▶ **Actions to take**:
1. According to the Critical Materials Hub announcement, how much funding has the Hub been awarded, and over what period?
2. From the Critical Materials Hub announcement, print verbatim the part that opens with the words containing "The new Hub, officially" and closes with "emerging clean energy technologies.".

▶ **Text provided**:
□ □ □ □ □

Europium, a rare earth element that has the same relative hardness of lead, is used to create fluorescent lightbulbs. With no proven substitutes, europium is considered critical to the clean energy economy. | Photo courtesy of the Ames Laboratory.

How do you help ensure that American companies and entrepreneurs can access the materials they need to build and develop clean energy technologies? One step is today’s announcement of a new Critical Materials Hub led by the Ames Laboratory, located in Ames, Iowa. The Critical Materials Hub is the latest of the Energy Department’s Energy Innovation Hubs -- which combine basic and applied research with engineering to accelerate scientific discovery in critical energy areas.

Many of the fastest growing clean energy technologies, from batteries to solar panels, are made with materials that have unique chemical and physical characteristics, including magnetic, catalytic and luminescent properties. These materials -- which include some rare earth elements and are often called critical materials -- are essential to the clean energy economy and are at risk for supply disruptions.

The new Hub, officially known as the Critical Materials Institute (CMI), will play a pivotal role in accelerating U.S. leadership and spurring investments in energy innovations by eliminating supply uncertainties for modern and emerging clean energy technologies.

Awarded up to $120 million over the next five years and led by Ames’ Dr. Alexander King, the Hub will initially focus on developing solutions to shortages for five rare earth elements as well as lithium and tellurium, and the technologies -- including electric vehicle motors and batteries, wind turbines, energy-efficient lighting and thin-film solar cells -- that use these critical materials.

CMI’s world-class team -- which includes researchers from national laboratories, universities and industry -- will build on the Energy Department’s previous critical materials work by addressing challenges across the entire lifecycle of materials essential to clean energy technologies. This includes determining what materials will be important to the clean energy economy in the future, creating new economically viable processing technology to extract rare earths from ores, developing material substitutes that are readily available for American manufacturers, and improving the efficiency of materials processing and manufacturing. The Hub will also explore ways to reduce the amount of critical materials currently needed in clean energy technologies, and increase recycling and reuse. 

The Critical Materials Hub is one of the Energy Department’s five Energy Innovation Hubs. All of the Hubs are modeled after the strong scientific management characteristics of the Manhattan Project, Lincoln Lab at MIT that developed radar, AT&T Bell Laboratories that developed the transistor and, more recently, the highly successful Bioenergy Research Centers established during the Bush Administration to pioneer advanced techniques in biotechnology, including biofuels.  

On Tuesday, Jan. 15 at 3 pm ET, the Department will hold a Google+ Hangout with leaders of the Critical Materials Institute to discuss this important research effort, which can be viewed at energy.gov/live.

□ □ □ □ □

▶ **Record excerpts**:
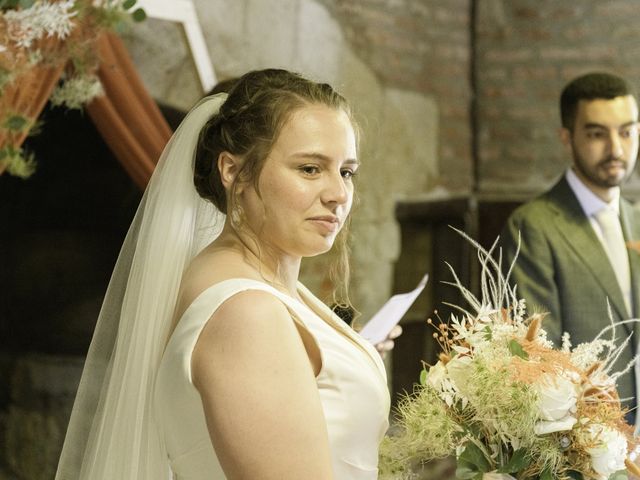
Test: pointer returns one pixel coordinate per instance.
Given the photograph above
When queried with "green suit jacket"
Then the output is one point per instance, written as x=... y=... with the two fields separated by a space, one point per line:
x=563 y=269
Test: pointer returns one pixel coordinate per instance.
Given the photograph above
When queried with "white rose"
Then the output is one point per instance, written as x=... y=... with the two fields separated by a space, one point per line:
x=610 y=452
x=557 y=396
x=436 y=375
x=459 y=369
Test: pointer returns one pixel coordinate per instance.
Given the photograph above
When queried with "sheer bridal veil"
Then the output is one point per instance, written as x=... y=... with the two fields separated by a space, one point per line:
x=112 y=433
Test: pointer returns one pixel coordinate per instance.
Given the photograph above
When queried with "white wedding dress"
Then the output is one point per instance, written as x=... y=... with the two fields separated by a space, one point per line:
x=351 y=383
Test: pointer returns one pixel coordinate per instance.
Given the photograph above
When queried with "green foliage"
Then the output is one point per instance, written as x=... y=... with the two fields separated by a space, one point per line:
x=518 y=462
x=423 y=377
x=427 y=432
x=17 y=162
x=472 y=462
x=516 y=350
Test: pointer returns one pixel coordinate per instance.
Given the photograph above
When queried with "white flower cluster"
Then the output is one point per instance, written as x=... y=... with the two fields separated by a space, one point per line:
x=42 y=18
x=557 y=397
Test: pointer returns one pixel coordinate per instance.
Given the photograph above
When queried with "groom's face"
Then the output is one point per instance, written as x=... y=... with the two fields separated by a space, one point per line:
x=604 y=141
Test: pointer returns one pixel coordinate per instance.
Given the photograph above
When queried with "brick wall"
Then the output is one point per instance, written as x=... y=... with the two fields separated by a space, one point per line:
x=422 y=46
x=526 y=51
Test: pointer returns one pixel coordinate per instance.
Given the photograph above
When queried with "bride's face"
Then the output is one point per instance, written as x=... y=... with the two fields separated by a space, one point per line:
x=306 y=185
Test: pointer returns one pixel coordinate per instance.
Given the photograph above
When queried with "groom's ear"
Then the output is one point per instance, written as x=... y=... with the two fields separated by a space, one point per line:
x=229 y=166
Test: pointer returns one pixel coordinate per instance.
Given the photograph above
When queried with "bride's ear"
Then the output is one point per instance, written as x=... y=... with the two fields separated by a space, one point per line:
x=229 y=166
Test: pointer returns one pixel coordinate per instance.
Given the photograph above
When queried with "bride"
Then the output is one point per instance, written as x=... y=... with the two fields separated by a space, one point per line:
x=210 y=359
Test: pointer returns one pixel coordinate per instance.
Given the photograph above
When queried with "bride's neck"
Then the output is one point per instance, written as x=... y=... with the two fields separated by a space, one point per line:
x=276 y=268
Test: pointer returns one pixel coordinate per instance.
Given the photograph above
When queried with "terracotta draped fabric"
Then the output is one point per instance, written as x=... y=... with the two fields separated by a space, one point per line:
x=27 y=96
x=126 y=116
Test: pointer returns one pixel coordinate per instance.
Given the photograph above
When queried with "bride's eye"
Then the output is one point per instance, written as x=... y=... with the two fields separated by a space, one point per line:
x=347 y=173
x=310 y=169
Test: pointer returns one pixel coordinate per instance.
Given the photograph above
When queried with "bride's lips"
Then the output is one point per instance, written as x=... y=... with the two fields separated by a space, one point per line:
x=329 y=223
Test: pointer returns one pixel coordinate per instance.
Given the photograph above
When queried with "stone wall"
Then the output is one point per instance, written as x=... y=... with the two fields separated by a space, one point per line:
x=404 y=66
x=526 y=51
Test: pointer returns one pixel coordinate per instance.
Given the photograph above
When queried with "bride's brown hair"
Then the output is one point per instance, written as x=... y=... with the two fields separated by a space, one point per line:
x=248 y=125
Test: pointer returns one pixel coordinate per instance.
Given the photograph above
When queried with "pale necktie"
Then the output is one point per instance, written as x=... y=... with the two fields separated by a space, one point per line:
x=616 y=249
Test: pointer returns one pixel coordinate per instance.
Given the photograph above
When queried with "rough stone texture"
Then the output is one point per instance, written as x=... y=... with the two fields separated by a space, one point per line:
x=424 y=47
x=400 y=151
x=42 y=391
x=526 y=51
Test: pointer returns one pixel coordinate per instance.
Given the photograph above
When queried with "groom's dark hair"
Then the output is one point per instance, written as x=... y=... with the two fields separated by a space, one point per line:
x=592 y=86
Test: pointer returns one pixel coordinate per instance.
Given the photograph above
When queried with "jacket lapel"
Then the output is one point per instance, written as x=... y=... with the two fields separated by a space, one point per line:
x=574 y=226
x=631 y=231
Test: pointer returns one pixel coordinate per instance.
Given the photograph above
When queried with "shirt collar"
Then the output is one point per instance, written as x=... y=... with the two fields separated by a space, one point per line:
x=589 y=201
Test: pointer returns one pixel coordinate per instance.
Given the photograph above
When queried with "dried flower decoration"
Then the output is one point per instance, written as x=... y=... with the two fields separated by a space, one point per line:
x=36 y=35
x=507 y=404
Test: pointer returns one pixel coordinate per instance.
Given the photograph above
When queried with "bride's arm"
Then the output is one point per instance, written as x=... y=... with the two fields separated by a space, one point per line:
x=259 y=392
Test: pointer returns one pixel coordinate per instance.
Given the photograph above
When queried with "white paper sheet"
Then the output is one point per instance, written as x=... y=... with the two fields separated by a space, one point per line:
x=383 y=321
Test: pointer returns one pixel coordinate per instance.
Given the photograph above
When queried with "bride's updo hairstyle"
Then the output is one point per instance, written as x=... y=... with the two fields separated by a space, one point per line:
x=248 y=125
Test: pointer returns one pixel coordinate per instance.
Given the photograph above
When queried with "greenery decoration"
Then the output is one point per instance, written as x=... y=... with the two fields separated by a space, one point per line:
x=48 y=33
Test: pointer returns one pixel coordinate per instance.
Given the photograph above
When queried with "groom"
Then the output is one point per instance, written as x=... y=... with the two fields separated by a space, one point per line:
x=577 y=240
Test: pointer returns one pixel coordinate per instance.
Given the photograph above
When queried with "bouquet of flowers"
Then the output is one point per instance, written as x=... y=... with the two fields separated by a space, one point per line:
x=507 y=403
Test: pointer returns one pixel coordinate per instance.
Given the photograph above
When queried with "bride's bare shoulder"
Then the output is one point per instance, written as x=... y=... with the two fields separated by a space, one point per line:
x=208 y=268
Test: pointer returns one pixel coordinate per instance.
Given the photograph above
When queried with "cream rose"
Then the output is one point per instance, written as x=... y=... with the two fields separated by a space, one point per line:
x=557 y=396
x=610 y=452
x=459 y=370
x=436 y=375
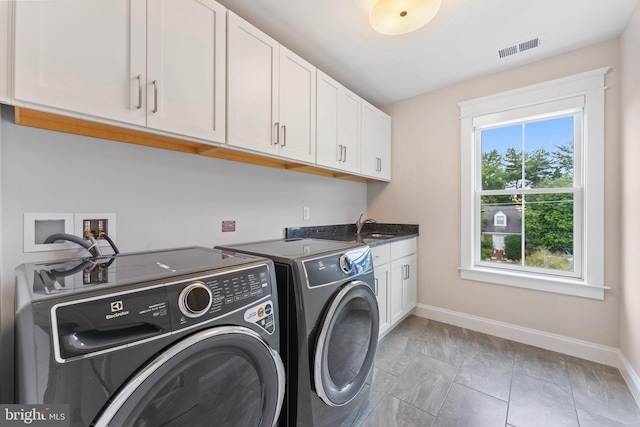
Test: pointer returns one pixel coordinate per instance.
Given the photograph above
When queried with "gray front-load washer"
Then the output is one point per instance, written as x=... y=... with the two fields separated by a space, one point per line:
x=182 y=337
x=330 y=323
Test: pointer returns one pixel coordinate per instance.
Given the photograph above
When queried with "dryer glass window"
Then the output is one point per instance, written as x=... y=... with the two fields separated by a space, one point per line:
x=347 y=343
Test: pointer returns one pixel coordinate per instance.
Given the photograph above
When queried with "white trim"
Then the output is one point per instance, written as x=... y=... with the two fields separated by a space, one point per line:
x=630 y=377
x=565 y=87
x=561 y=93
x=605 y=355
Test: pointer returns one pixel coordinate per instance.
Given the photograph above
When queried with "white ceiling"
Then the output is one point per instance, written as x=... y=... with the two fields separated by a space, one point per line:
x=459 y=44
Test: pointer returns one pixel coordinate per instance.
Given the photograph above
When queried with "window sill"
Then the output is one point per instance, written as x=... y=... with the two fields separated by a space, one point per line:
x=537 y=282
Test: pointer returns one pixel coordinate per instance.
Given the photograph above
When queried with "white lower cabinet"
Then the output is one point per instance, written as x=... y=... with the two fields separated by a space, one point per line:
x=395 y=266
x=383 y=283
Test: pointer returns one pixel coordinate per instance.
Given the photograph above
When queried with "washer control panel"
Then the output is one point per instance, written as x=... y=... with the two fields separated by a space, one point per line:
x=213 y=296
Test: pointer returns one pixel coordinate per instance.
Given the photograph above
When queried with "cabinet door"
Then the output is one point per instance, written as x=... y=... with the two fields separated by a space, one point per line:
x=369 y=149
x=5 y=60
x=382 y=279
x=186 y=68
x=82 y=56
x=327 y=152
x=297 y=107
x=376 y=142
x=252 y=87
x=349 y=129
x=395 y=295
x=382 y=142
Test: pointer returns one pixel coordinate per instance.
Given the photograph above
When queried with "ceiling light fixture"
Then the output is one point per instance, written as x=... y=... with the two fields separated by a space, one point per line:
x=395 y=17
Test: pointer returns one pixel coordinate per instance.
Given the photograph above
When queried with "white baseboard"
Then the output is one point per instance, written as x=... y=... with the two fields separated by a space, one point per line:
x=630 y=377
x=583 y=349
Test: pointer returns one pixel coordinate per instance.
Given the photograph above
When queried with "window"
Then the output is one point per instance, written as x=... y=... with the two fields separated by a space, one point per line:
x=533 y=186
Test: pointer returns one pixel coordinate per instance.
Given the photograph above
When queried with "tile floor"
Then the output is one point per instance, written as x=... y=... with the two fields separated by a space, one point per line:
x=429 y=373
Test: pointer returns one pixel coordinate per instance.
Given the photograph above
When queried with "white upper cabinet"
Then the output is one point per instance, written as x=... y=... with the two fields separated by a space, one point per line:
x=186 y=67
x=376 y=142
x=159 y=64
x=82 y=56
x=338 y=125
x=271 y=95
x=5 y=59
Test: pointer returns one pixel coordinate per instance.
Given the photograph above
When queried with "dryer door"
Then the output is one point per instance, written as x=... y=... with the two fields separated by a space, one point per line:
x=219 y=376
x=346 y=346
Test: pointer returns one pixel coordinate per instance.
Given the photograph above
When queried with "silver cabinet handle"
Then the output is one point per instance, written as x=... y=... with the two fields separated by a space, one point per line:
x=139 y=77
x=155 y=96
x=276 y=133
x=284 y=136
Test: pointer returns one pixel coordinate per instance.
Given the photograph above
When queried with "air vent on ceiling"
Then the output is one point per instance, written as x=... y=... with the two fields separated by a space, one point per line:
x=519 y=47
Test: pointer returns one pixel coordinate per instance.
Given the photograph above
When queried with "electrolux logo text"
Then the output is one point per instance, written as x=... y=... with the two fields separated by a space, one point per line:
x=34 y=415
x=117 y=308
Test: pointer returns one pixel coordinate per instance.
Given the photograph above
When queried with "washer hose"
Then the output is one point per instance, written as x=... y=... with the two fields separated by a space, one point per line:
x=75 y=239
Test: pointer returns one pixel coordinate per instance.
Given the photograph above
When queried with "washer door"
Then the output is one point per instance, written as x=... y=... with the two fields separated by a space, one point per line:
x=219 y=376
x=346 y=345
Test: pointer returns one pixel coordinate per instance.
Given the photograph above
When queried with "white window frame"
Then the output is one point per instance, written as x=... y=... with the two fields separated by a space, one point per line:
x=587 y=89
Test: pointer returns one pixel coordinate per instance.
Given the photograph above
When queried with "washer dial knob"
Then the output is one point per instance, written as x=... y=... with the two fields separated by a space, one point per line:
x=195 y=300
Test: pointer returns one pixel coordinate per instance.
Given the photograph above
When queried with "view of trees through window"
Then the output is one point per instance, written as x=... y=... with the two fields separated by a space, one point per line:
x=527 y=172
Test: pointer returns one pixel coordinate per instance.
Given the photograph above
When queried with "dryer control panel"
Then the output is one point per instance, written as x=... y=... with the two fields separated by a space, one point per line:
x=333 y=268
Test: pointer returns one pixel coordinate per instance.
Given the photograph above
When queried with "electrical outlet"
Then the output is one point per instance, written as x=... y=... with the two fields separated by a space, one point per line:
x=39 y=226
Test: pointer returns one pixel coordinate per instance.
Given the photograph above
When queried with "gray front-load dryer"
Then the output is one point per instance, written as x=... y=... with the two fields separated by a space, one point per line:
x=330 y=323
x=183 y=337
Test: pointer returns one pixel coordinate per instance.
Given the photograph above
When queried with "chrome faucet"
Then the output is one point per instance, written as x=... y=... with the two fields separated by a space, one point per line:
x=360 y=223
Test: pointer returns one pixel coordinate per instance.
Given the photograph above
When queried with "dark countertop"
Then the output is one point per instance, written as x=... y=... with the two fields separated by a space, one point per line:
x=372 y=234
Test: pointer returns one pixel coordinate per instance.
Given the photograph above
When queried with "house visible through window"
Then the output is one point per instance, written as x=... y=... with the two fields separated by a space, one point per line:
x=527 y=170
x=533 y=186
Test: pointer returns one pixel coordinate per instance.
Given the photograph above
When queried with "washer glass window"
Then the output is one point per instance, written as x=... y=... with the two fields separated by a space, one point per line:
x=216 y=379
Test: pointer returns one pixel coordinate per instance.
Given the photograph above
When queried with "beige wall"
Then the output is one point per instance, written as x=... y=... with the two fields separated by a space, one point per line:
x=425 y=189
x=630 y=124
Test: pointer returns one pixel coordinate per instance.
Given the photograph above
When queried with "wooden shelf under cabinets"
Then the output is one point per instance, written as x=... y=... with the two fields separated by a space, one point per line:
x=55 y=122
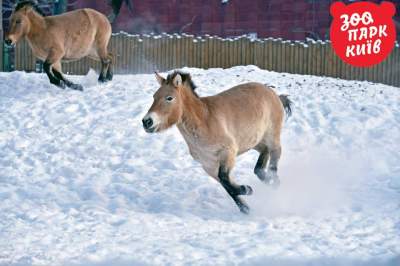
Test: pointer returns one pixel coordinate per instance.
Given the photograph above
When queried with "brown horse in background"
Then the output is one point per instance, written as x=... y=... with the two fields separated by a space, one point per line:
x=66 y=37
x=219 y=128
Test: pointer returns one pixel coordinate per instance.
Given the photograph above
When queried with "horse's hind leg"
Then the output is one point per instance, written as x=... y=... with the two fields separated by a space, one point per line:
x=272 y=173
x=271 y=153
x=106 y=61
x=54 y=79
x=110 y=73
x=233 y=189
x=262 y=161
x=58 y=73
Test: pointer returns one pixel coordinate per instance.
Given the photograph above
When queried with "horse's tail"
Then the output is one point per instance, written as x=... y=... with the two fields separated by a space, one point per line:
x=287 y=104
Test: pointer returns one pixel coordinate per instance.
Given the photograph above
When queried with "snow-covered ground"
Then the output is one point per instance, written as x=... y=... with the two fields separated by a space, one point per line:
x=81 y=183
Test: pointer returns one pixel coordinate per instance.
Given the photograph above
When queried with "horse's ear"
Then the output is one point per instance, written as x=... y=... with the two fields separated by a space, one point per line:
x=177 y=81
x=160 y=79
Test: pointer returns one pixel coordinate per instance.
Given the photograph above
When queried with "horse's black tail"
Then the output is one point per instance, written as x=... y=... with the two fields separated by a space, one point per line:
x=287 y=104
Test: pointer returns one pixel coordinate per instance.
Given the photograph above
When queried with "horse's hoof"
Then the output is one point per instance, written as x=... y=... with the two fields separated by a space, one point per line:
x=102 y=79
x=62 y=85
x=244 y=209
x=109 y=76
x=246 y=190
x=275 y=183
x=76 y=87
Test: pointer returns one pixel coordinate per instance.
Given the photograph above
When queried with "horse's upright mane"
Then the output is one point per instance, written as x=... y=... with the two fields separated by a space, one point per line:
x=186 y=78
x=30 y=3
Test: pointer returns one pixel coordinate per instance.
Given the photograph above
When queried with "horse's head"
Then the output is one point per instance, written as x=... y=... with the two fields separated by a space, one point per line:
x=167 y=106
x=19 y=21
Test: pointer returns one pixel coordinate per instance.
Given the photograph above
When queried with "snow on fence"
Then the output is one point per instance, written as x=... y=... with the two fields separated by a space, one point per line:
x=147 y=53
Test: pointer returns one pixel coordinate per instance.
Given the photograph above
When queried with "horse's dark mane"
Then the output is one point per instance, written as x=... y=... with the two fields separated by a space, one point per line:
x=30 y=3
x=186 y=78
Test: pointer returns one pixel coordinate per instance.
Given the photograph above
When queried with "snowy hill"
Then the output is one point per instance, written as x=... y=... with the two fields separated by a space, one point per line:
x=81 y=183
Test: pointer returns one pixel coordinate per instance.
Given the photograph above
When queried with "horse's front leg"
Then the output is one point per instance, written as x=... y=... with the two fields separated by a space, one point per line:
x=58 y=73
x=54 y=56
x=233 y=189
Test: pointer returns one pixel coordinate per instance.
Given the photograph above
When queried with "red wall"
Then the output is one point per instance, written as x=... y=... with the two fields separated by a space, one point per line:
x=288 y=19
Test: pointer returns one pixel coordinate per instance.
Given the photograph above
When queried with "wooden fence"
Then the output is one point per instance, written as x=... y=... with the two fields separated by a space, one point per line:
x=146 y=53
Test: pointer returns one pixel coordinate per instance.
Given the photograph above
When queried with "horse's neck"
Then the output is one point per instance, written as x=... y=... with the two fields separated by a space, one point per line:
x=194 y=116
x=37 y=27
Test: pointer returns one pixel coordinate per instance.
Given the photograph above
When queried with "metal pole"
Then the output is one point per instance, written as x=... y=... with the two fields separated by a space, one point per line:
x=1 y=35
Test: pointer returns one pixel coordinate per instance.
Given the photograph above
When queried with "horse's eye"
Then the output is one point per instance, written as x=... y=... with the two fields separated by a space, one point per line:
x=169 y=98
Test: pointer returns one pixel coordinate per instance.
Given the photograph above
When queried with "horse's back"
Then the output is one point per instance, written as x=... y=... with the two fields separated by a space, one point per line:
x=81 y=32
x=82 y=17
x=250 y=113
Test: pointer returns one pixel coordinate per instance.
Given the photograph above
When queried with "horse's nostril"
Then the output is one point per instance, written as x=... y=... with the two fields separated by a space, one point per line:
x=147 y=123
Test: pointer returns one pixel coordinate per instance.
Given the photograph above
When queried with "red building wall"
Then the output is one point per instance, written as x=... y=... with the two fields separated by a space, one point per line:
x=288 y=19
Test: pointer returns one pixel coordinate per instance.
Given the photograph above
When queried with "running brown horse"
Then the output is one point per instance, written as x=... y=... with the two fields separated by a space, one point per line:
x=219 y=128
x=66 y=37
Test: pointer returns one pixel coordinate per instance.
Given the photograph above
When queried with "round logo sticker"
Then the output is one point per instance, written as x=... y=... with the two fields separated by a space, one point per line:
x=363 y=34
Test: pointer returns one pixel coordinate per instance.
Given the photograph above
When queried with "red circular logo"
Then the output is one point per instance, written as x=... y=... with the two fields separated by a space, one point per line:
x=363 y=34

□ □ □ □ □

▶ **Solutions to the exercise**:
1. Up to $120 million over the next five years.

2.
The new Hub, officially known as the Critical Materials Institute (CMI), will play a pivotal role in accelerating U.S. leadership and spurring investments in energy innovations by eliminating supply uncertainties for modern and emerging clean energy technologies.